VAnim: Rendering-Aware Sparse State Modeling for Structure-Preserving Vector Animation¶

Conference: ICML 2026
arXiv: 2605.01517
Code: None (project homepage only)
Area: Generative Models / Vector Animation / Multimodal LLM
Keywords: SVG animation, sparse state update, Identification-First CoT, GRPO, rendering-aware RL

TL;DR¶

VAnim models open-domain text-to-SVG animation as "sparse state updates on a persistent DOM tree" + "Identification-First motion planning" + "GRPO rendering-aware reinforcement learning," achieving a \(9.86\times\) sequence length compression while preserving topology, and significantly surpassing GPT-5.2, Gemini 3 Pro, and LiveSketch.

Background & Motivation¶

Background: SVG is the de facto standard in UI/Web/icon design due to its scalability, editability, and small file size; vector animation (e.g., loading indicators, micro-interactions) requires adding a temporal dimension to SVG. Current approaches fall into two camps: optimization-based differentiable rendering methods (LiveSketch series) use SDS to iteratively approach text-video priors in pixel space over thousands of steps; general LLM-based methods (GPT-5.2, Gemini 3 Pro, Keyframer) directly generate CSS/SMIL transformation code.

------------------------------------------------------------

- _TASK ITEM 1_: List every keyword given in the VAnim summary.
- _TASK ITEM 2_:
Answer from the VAnim summary:
(a) At which conference does the paper appear?
(b) What sequence length compression does VAnim achieve?
(c) What do the optimization-based differentiable rendering methods use to approach text-video priors in pixel space?
- _TASK ITEM 3_: Resume the VAnim summary after its last sentence.

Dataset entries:

------------------------------------------------------------

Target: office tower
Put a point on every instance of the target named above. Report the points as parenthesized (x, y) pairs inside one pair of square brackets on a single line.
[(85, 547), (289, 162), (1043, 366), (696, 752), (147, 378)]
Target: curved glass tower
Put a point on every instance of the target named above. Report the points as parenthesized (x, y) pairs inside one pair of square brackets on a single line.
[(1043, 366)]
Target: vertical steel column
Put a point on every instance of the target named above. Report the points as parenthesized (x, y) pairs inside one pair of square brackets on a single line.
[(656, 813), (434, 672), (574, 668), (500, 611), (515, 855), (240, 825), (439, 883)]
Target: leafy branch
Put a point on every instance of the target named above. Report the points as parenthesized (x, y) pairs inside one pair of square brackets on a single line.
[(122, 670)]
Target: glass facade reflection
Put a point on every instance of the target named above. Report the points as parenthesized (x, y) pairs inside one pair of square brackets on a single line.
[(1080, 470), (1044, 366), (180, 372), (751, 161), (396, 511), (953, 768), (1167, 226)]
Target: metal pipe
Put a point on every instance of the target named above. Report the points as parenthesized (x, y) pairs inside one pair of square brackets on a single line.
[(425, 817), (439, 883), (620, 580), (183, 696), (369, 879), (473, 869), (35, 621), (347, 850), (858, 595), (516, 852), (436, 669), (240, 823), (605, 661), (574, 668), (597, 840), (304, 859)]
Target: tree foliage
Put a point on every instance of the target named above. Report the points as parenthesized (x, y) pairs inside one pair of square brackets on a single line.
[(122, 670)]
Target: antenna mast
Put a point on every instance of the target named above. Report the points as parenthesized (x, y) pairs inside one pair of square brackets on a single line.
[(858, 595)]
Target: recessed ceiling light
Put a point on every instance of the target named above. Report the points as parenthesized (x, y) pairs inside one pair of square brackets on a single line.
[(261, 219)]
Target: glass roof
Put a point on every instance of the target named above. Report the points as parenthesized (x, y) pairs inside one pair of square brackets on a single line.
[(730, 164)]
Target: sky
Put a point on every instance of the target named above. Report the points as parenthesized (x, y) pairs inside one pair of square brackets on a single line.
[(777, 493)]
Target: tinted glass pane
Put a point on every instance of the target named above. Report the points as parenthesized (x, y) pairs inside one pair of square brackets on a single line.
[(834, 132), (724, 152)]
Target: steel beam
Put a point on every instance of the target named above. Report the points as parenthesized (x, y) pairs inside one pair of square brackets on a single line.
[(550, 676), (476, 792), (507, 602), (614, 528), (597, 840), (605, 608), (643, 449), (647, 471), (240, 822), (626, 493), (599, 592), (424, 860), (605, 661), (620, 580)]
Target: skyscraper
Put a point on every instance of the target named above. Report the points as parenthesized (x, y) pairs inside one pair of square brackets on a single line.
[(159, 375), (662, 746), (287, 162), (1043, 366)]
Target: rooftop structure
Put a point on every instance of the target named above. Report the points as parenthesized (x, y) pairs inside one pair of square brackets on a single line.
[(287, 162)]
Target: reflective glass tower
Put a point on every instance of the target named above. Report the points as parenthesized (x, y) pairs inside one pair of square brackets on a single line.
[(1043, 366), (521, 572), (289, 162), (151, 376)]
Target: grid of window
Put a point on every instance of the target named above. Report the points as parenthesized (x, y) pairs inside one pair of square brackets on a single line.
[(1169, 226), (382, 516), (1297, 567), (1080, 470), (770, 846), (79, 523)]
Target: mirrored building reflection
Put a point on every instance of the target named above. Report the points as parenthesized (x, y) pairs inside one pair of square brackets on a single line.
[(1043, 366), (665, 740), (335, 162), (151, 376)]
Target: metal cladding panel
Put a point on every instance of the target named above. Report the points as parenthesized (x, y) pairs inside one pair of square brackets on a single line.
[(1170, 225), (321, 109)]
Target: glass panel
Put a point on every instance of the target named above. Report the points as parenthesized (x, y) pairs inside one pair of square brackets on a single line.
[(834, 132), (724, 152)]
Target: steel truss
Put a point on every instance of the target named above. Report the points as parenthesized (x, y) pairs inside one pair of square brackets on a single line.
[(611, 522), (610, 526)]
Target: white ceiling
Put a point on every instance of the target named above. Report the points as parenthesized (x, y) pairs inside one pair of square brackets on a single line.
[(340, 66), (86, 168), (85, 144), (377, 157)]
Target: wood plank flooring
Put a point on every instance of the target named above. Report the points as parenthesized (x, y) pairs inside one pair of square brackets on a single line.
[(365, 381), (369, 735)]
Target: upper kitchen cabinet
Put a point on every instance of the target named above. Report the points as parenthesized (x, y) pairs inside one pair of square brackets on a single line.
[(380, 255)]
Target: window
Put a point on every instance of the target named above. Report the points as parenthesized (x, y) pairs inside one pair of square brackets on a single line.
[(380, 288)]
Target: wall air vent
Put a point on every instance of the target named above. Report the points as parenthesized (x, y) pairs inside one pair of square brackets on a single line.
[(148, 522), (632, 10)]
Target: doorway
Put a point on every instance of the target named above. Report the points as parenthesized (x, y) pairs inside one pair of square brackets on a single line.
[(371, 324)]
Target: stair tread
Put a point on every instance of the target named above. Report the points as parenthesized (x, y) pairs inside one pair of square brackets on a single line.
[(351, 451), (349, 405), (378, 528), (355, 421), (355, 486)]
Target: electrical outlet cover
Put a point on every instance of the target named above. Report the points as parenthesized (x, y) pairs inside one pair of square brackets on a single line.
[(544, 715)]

------------------------------------------------------------

- _WRITTEN ANSWER 1_:
SVG animation
sparse state update
Identification-First CoT
GRPO
rendering-aware RL

- _WRITTEN ANSWER 2_:
(a) ICML 2026
(b) 9.86×
(c) SDS

- _WRITTEN ANSWER 3_:
Limitations of Prior Work: Differentiable rendering methods (i) are slow at inference (minutes per sample), making interaction impossible; (ii) treat vectors as independent strokes, lacking structural awareness, leading to frequent breakdowns in closed shapes/occlusion, and can only handle sparse sketches. LLM-based methods suffer from affine bias: CSS/SMIL can only mathematically express translation, rotation, and scaling, but cannot perform path-level non-rigid deformations (e.g., flag waving, water droplet morphing). Moreover, rewriting the entire SVG for each frame triggers (a) context explosion (24 frames already require 86k tokens) and (b) identity drift (static elements are randomly modified, causing identity loss).

Key Challenge: There is a fundamental tension between expressiveness (non-rigid geometric deformation requires modifying the path's d attribute) and stability (modifying the path most easily breaks DOM topology/identity consistency). Any "autoregressive generation of the entire animation SVG" paradigm cannot simultaneously overcome both.

Goal: (i) Compress the animation sequence to a length manageable by LLM context; (ii) enforce a hard constraint during generation that "elements not involved in the animation must remain byte-for-byte unchanged"; (iii) enable path-level non-rigid deformation; (iv) incorporate non-differentiable SVG rendering into the training loop.

Key Insight: The authors observe that over 85% of SVG syntax between adjacent frames is redundant; only a few attributes like d, transform, and opacity actually change. Thus, animation can be rewritten as "initial SVG + a sequence of attribute diffs anchored by ID." This reduces the generation target from "entire tree token sequence" to "sparse diff," naturally resolving context explosion and identity drift.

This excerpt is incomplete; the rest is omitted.